→ What you need to do:
Reproduce exactly the lines below from the one containing "Where can the green stem" through the one containing "Where can the yellow", including both, and nothing else.

━━━━━ Available data ━━━━━

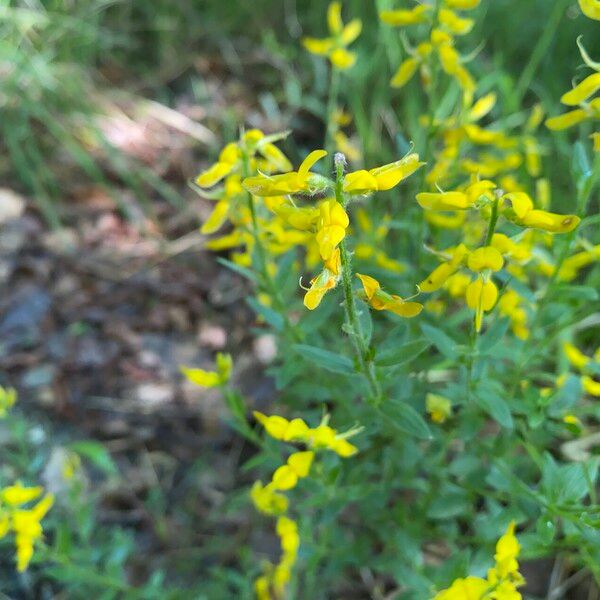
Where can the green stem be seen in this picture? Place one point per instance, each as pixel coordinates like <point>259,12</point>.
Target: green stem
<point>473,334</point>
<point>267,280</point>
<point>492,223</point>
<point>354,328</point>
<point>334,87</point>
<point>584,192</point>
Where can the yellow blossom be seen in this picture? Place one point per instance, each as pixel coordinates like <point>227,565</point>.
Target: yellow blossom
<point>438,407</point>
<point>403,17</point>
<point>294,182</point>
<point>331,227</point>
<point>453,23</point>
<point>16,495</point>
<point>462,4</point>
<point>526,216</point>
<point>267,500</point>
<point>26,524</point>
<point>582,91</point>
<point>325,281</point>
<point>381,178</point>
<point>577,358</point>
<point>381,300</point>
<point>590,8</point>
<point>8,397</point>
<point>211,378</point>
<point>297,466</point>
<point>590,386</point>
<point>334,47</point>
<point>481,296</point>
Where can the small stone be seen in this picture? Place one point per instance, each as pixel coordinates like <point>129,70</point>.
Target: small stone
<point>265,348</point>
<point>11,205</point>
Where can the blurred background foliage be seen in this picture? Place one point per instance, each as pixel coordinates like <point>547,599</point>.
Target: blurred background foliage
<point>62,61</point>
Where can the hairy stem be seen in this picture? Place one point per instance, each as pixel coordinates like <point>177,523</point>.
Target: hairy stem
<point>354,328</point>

━━━━━
━━━━━ Available data ━━━━━

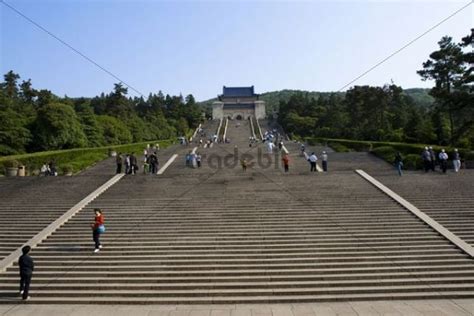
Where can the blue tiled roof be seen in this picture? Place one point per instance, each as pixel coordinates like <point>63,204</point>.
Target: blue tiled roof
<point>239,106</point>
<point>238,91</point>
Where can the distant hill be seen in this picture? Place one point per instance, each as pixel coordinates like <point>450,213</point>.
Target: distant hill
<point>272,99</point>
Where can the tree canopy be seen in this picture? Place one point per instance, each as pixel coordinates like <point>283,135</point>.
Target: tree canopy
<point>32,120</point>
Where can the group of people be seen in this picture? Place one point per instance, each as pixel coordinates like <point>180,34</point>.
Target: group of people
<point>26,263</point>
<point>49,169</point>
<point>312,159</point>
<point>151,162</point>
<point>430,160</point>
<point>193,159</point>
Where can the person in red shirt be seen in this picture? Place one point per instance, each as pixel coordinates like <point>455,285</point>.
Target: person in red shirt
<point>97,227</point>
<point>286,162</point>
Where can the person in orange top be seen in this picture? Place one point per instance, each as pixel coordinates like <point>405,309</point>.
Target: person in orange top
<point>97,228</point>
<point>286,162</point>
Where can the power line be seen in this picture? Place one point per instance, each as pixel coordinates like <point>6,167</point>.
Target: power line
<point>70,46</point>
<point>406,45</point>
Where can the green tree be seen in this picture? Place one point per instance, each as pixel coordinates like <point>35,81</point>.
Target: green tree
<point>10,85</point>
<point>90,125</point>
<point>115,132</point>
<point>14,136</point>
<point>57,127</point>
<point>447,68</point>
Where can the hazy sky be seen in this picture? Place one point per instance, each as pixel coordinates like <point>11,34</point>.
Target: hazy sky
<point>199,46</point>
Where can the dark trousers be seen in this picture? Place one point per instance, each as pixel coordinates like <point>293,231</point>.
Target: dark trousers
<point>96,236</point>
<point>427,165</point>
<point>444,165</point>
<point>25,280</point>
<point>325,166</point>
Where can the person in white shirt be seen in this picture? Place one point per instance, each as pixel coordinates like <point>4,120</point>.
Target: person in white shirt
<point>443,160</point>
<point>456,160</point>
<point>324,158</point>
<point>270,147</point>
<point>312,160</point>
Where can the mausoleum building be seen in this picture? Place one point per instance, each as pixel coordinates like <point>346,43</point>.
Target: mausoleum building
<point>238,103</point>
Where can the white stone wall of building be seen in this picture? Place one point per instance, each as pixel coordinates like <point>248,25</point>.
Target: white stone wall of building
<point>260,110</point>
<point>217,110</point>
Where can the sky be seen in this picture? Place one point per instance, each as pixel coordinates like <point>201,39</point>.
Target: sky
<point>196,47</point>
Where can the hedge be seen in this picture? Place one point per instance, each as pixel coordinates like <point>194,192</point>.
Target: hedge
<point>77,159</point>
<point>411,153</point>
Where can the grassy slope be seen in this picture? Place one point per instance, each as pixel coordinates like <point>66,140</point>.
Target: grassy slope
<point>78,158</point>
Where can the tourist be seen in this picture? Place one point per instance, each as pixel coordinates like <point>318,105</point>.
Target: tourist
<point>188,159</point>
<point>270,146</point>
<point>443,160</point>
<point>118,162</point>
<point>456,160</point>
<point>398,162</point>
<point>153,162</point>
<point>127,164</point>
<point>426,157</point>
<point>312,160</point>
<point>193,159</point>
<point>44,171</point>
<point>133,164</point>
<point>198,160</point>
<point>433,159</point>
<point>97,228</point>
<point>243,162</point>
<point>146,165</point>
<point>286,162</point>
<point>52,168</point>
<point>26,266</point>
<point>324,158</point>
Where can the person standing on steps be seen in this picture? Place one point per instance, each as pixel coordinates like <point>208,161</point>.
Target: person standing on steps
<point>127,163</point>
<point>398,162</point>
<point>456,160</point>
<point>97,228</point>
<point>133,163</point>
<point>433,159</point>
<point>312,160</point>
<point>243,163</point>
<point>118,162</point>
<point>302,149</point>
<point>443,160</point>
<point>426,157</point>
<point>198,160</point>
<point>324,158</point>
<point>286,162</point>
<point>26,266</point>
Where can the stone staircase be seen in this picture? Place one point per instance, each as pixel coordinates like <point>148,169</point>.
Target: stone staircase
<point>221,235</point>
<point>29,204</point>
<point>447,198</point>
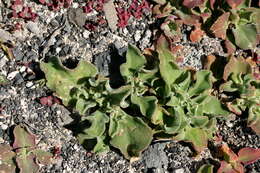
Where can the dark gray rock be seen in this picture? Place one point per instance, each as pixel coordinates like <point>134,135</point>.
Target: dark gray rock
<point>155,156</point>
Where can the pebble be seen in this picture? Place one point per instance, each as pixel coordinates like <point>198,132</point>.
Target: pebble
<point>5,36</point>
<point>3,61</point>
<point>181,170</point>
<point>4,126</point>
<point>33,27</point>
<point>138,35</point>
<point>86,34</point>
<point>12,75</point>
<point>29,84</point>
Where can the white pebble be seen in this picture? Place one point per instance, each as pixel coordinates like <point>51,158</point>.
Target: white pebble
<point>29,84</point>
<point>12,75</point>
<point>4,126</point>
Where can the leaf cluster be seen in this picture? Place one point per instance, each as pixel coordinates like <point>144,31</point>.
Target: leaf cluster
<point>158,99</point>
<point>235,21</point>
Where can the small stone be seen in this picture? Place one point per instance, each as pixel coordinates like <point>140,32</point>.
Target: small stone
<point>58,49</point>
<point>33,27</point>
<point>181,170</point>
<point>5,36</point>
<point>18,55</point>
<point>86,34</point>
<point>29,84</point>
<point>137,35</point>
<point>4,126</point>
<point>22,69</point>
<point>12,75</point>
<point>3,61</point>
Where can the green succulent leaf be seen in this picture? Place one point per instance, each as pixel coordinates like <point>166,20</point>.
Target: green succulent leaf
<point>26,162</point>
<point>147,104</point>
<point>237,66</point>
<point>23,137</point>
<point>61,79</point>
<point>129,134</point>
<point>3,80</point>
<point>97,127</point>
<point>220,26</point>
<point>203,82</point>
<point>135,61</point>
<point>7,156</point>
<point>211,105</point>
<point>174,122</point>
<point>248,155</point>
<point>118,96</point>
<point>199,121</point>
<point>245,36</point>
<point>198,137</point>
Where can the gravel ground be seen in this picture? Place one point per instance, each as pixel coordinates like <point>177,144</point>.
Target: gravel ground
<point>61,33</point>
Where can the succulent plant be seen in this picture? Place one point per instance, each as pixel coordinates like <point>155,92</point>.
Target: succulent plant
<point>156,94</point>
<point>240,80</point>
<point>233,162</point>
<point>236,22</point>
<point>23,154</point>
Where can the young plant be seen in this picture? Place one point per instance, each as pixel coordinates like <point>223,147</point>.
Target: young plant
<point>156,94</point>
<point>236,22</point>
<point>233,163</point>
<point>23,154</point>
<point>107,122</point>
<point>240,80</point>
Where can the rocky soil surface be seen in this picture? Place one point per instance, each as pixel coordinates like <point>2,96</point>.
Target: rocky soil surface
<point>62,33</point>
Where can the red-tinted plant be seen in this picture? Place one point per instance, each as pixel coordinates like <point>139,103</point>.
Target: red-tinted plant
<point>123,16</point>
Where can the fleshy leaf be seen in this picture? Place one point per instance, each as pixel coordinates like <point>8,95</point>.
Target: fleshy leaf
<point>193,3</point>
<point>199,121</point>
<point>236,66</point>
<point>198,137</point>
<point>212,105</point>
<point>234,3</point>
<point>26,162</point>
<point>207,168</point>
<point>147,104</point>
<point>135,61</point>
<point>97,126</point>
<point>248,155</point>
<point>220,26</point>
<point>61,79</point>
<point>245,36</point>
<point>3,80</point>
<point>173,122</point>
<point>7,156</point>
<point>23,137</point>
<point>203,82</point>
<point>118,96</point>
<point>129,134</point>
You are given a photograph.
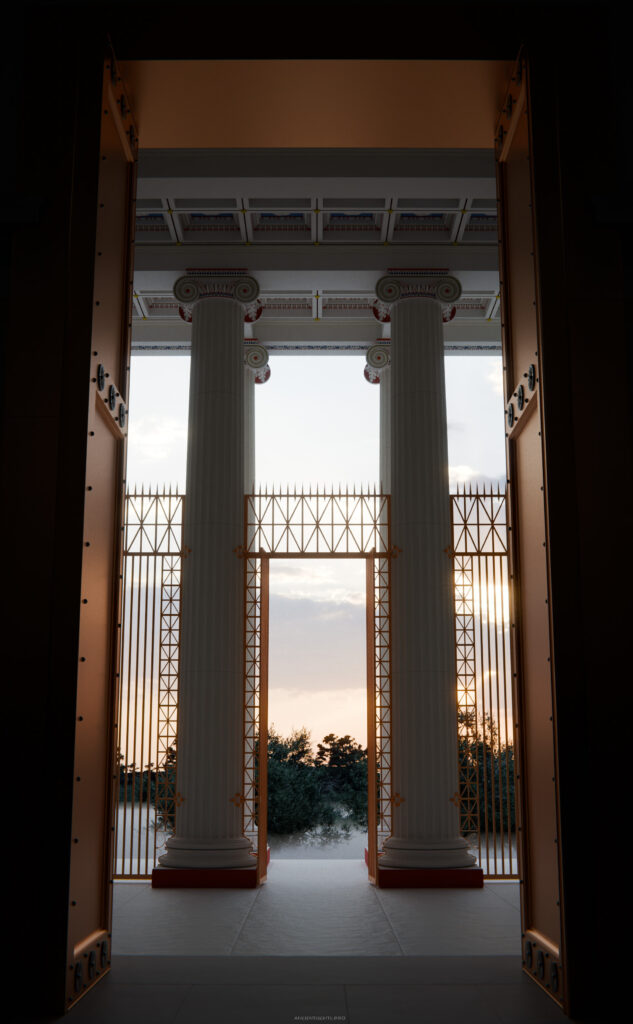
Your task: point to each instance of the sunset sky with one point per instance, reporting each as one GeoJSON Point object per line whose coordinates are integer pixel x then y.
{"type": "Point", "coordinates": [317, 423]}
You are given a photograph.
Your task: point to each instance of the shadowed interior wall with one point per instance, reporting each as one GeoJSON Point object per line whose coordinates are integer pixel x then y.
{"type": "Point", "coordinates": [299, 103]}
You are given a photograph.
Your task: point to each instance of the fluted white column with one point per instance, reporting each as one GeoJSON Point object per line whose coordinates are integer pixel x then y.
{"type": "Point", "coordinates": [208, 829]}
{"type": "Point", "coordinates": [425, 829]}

━━━━━
━━━━━ Available data ━━━━━

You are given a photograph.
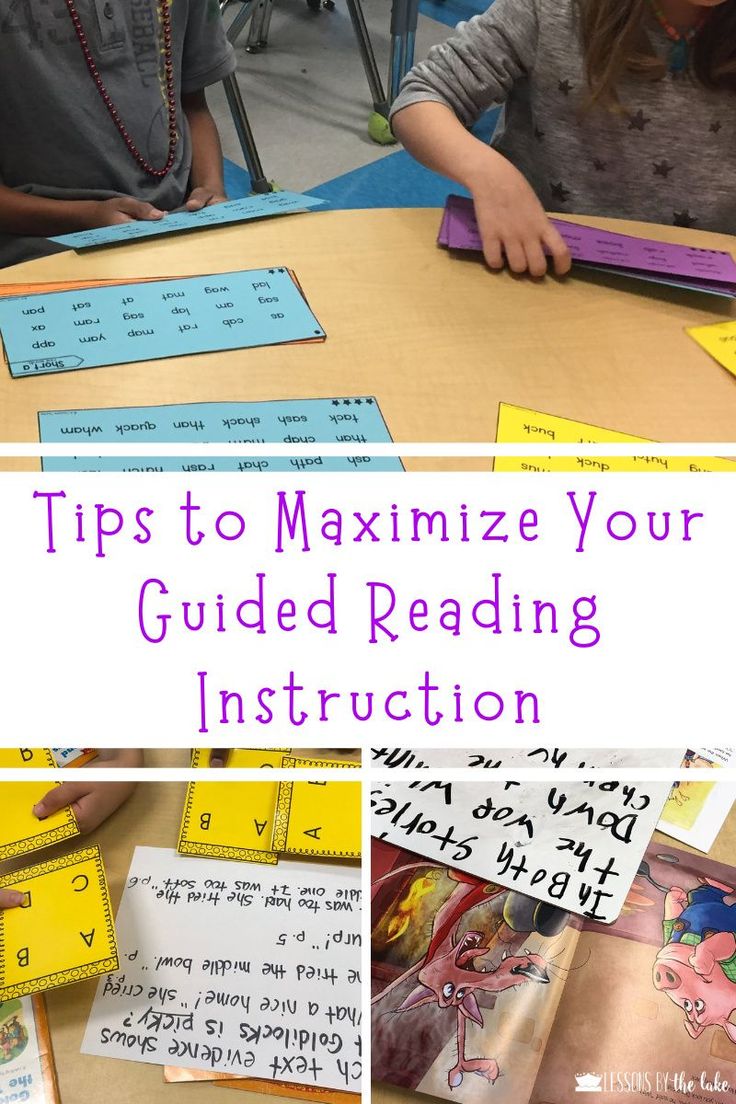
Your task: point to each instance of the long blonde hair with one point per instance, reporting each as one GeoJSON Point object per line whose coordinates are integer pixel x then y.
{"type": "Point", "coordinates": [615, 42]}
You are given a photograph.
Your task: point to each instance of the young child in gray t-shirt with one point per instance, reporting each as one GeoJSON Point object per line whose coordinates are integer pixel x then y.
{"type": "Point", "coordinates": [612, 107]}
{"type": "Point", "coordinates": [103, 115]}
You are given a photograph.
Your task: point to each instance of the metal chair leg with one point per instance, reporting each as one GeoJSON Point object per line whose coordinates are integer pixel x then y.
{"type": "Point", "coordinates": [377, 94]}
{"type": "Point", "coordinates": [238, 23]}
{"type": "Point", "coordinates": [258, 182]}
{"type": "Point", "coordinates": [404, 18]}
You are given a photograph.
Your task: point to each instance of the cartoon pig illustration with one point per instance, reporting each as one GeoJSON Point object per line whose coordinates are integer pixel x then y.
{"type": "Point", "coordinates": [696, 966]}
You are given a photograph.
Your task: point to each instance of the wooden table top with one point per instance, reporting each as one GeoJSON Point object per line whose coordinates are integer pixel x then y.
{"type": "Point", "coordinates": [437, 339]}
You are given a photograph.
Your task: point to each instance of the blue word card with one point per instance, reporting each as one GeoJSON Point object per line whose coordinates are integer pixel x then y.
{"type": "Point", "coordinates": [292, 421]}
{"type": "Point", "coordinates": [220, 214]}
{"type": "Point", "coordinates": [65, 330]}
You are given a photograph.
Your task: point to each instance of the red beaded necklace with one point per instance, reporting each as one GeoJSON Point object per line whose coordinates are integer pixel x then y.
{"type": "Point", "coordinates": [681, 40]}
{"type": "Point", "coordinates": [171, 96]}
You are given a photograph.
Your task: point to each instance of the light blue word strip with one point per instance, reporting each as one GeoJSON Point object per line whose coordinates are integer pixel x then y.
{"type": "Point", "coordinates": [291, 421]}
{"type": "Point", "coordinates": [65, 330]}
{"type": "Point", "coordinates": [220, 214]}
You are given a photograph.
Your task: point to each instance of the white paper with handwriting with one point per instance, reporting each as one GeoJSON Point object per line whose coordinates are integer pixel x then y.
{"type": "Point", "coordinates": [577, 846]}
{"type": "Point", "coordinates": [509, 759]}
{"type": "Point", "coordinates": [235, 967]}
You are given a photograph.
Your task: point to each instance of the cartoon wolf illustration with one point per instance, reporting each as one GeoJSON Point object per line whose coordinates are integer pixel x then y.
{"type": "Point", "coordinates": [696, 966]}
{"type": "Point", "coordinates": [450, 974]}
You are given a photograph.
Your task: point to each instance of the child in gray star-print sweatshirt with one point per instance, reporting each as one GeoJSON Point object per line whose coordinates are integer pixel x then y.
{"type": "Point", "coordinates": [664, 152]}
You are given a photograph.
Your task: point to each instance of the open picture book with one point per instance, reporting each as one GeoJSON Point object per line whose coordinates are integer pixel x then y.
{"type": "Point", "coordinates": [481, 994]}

━━━━━

→ Response for this exercise:
Where can the green stem be seen in this picture? Place one point per instance, each as pixel coordinates like <point>259,12</point>.
Target: green stem
<point>473,334</point>
<point>267,280</point>
<point>492,223</point>
<point>354,328</point>
<point>334,87</point>
<point>584,192</point>
Where can the yellow blossom be seen in this picture? Place one point per instance, each as pixel coordinates like <point>227,565</point>.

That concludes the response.